Список заданий:
(1) Процитируйте отрывок от слов «В церкви у них» до слов «сторожку при церкви.» включительно.
(2) Перечислите все постройки, которые названы в отрывке о выселении жителей города.
(3) Напишите продолжение отрывка о выселении жителей города, начав сразу после его последнего предложения.

Отрывок:

В церкви у них вроде санитарный пропускник был, обсыпали каким-то порошком, уговаривали людей уехать к ним, мед с хлебом есть, а город решили взорвать, чтобы не осталось камня на камне. После разговора начальства со стариком, не прошло и недели, как начали собираться совсем. Народу в городе почти не осталось. Дома осталось только несколько больных тифом, а всех, кто мог двигаться, согнали в церковь, около трёхсот человек, улицы с уцелевшими домами заминировали, взрывали крупные сооружения: мост, каланчу. Нас еще за полгода до отступления выгнали из своего дома в сторожку при церкви.

Исходные данные:

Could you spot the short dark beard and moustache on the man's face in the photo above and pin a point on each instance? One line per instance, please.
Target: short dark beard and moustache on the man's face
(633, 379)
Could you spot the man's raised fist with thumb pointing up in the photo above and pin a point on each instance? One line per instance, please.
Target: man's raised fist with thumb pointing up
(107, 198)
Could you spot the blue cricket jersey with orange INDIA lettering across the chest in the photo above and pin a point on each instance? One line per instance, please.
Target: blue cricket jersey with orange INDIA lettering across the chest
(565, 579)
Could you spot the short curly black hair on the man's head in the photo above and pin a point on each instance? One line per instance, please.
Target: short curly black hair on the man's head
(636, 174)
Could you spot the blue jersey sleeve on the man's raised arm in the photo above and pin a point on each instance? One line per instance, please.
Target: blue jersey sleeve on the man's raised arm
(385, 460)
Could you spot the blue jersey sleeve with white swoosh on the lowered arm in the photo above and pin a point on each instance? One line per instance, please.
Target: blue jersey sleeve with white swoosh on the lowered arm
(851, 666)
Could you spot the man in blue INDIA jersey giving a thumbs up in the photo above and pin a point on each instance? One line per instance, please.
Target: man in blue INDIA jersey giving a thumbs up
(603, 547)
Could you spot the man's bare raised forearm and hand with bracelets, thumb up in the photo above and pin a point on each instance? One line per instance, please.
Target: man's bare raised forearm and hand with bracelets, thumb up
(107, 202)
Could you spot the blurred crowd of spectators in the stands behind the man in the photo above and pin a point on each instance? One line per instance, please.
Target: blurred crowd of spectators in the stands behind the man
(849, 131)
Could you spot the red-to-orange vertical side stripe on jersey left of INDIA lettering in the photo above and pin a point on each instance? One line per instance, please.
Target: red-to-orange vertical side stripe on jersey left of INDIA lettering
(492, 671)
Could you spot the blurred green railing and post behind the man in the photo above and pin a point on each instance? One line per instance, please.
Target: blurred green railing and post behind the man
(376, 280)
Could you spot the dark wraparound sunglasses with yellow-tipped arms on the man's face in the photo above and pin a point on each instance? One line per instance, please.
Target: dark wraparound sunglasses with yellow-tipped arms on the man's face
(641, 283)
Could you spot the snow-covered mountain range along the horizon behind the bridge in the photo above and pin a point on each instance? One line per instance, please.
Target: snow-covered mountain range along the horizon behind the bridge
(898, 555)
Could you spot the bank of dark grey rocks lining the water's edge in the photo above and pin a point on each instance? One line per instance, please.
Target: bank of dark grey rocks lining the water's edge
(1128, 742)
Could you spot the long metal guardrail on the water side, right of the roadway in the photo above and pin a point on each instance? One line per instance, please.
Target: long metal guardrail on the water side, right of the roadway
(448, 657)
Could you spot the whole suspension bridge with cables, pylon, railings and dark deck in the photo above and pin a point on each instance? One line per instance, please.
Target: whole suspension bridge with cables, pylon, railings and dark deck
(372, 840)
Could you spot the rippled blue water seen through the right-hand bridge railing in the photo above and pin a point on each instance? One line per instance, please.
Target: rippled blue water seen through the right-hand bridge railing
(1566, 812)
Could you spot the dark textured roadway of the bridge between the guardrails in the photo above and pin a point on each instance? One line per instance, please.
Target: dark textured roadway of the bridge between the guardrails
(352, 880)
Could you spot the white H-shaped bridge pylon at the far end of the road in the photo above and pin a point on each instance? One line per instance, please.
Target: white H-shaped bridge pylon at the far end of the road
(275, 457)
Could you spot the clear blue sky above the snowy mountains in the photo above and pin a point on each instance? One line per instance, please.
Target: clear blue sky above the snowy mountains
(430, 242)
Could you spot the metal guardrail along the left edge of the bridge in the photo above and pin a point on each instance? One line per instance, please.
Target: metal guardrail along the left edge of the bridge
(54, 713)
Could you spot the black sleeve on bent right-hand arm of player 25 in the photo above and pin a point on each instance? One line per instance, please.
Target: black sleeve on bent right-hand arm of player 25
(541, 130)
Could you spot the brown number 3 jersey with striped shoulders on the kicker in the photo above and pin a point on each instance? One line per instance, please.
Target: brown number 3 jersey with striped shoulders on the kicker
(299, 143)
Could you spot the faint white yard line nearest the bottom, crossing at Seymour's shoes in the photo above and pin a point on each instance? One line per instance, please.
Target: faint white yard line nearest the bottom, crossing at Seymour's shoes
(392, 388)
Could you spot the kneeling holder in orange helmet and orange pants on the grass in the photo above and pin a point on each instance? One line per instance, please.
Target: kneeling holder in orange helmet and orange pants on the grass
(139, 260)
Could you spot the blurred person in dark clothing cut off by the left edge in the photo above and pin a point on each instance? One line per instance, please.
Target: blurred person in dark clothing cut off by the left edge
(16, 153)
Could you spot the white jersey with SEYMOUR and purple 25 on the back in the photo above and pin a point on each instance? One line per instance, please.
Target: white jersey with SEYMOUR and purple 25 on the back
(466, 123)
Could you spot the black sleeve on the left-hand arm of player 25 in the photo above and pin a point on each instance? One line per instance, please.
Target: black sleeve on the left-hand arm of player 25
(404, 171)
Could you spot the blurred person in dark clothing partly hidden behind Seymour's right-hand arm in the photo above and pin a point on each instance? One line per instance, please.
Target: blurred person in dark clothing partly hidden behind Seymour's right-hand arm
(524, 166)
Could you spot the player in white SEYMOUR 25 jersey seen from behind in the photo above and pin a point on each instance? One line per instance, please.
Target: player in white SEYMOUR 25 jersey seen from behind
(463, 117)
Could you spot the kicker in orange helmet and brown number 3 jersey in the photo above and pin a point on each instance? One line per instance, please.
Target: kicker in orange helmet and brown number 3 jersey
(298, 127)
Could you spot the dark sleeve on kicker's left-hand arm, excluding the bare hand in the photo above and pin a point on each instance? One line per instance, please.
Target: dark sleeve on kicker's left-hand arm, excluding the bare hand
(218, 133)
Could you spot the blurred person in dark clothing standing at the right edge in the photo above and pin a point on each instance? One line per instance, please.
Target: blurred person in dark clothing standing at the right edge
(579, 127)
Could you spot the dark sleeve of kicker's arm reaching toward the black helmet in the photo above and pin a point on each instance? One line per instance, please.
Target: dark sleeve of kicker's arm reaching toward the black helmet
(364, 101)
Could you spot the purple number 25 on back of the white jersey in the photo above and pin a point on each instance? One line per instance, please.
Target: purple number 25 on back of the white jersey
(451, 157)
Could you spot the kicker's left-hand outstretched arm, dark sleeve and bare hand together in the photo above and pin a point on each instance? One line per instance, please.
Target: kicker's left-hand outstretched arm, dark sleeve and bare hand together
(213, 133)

Ответы по заданиям:
(1)
В церкви у них вроде санитарный пропускник был, обсыпали каким-то порошком, уговаривали людей уехать к ним, мед с хлебом есть, а город решили взорвать, чтобы не осталось камня на камне. После разговора начальства со стариком, не прошло и недели, как начали собираться совсем. Народу в городе почти не осталось. Дома осталось только несколько больных тифом, а всех, кто мог двигаться, согнали в церковь, около трёхсот человек, улицы с уцелевшими домами заминировали, взрывали крупные сооружения: мост, каланчу. Нас еще за полгода до отступления выгнали из своего дома в сторожку при церкви.

(2) Церковь, дома, мост, каланча, сторожка при церкви.

(3)
Наш дом и другие дома на ул. Калинина заминировали, и шнуры протянули к церкви, и в притворе (коридор при входе) положили крупные противотанковые мины. Нас не выпускали целую неделю из сторожки, чтобы не видели их дел, окна приказали завесить. Нас в сторожке было трое: мы со стариком и старая сестра мужа — Татьяна Федоровна Федорова. В день отступления, часов в восемь утра, пришел к нам переводчик коменданта; это был рыжеватый, худощавый, высокого роста немец, лет пятидесяти. Глаза серые, носатый. Он считался хорошим человеком: и нас, и других людей защищал от бесчинств своих людей, от грабежа, докладывал об этом коменданту.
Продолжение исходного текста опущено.